**Input rows:**
•••

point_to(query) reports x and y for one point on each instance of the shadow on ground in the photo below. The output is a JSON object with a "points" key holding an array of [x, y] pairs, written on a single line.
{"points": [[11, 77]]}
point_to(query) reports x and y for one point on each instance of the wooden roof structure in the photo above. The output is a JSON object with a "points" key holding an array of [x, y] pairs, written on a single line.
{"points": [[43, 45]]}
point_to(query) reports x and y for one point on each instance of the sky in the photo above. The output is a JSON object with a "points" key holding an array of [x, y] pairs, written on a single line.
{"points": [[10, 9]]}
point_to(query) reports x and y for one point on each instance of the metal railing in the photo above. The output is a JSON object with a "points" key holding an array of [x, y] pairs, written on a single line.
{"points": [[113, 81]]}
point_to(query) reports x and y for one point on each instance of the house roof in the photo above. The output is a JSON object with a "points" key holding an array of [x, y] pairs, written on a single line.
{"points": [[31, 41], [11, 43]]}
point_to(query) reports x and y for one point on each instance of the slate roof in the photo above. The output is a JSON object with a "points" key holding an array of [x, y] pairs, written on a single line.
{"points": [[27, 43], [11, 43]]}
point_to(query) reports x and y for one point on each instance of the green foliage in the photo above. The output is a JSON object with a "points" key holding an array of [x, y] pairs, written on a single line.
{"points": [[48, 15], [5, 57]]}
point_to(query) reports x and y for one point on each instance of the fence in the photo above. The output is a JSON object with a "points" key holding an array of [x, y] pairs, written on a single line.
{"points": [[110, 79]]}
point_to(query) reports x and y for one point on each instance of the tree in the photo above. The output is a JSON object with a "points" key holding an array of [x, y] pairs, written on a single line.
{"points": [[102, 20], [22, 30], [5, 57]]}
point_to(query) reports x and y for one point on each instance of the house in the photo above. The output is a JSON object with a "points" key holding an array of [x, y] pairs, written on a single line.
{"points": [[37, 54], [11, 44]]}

•••

**Exercise task:**
Every entry above needs to be quoted exactly.

**Worked solution:**
point_to(query) reports x and y for one point on each instance of the shadow on ground in the photo below. The output is a JSON object with a "points" key holding an array of [x, y] pairs, written on a single line.
{"points": [[11, 77]]}
point_to(query) reports x and y for one point on each instance of the wooden roof structure in the photo above. The output is a JSON object with a "points" key holding an array of [x, y] pairs, written on a single line.
{"points": [[43, 45]]}
point_to(query) reports x and y for one point on each instance of the sky in the photo above. The output is a JSON object with a "points" key holding an array of [x, y] pairs, written on a single line.
{"points": [[10, 9]]}
point_to(query) reports x and y for one point on each instance of the metal railing in the photo above. The output is a JSON object with a "points" key holding an array of [x, y] pairs, written on a single line.
{"points": [[113, 81]]}
point_to(query) reports x and y for one point on each instance of the house roof in the photo above. The output is a JSON object with a "points" key holding an array of [x, y] pairs, written on a single line.
{"points": [[31, 41], [11, 43]]}
point_to(query) reports x and y for one point on each instance of the slate roof in the photo above. The output is a JSON object with a "points" key holding an array of [x, y] pairs, written on a single line.
{"points": [[27, 43], [11, 43]]}
point_to(query) reports x and y for one point on each instance of the green foliage in the photo above. The output is a JSON object with a "points" key holding an array of [x, y] pairs, written on a single line.
{"points": [[48, 15], [5, 57]]}
point_to(query) reports x and y for one point on each instance of the fence in the photo above. The output is a JSON object with a "points" key holding an array of [x, y] pairs, written on a single line.
{"points": [[110, 79]]}
point_to(query) reports x and y for one point on each instance of the tree in the photo above. The output is a JSON object with a "points" key holding an array of [x, y] pairs, written on a single line.
{"points": [[102, 20], [22, 30], [5, 57]]}
point_to(query) reports x and y for one point on each instance of the house in the photo above. The output is a JSON object with a "points" key holding an array of [x, y] pairs, written on a single line.
{"points": [[37, 54], [11, 44]]}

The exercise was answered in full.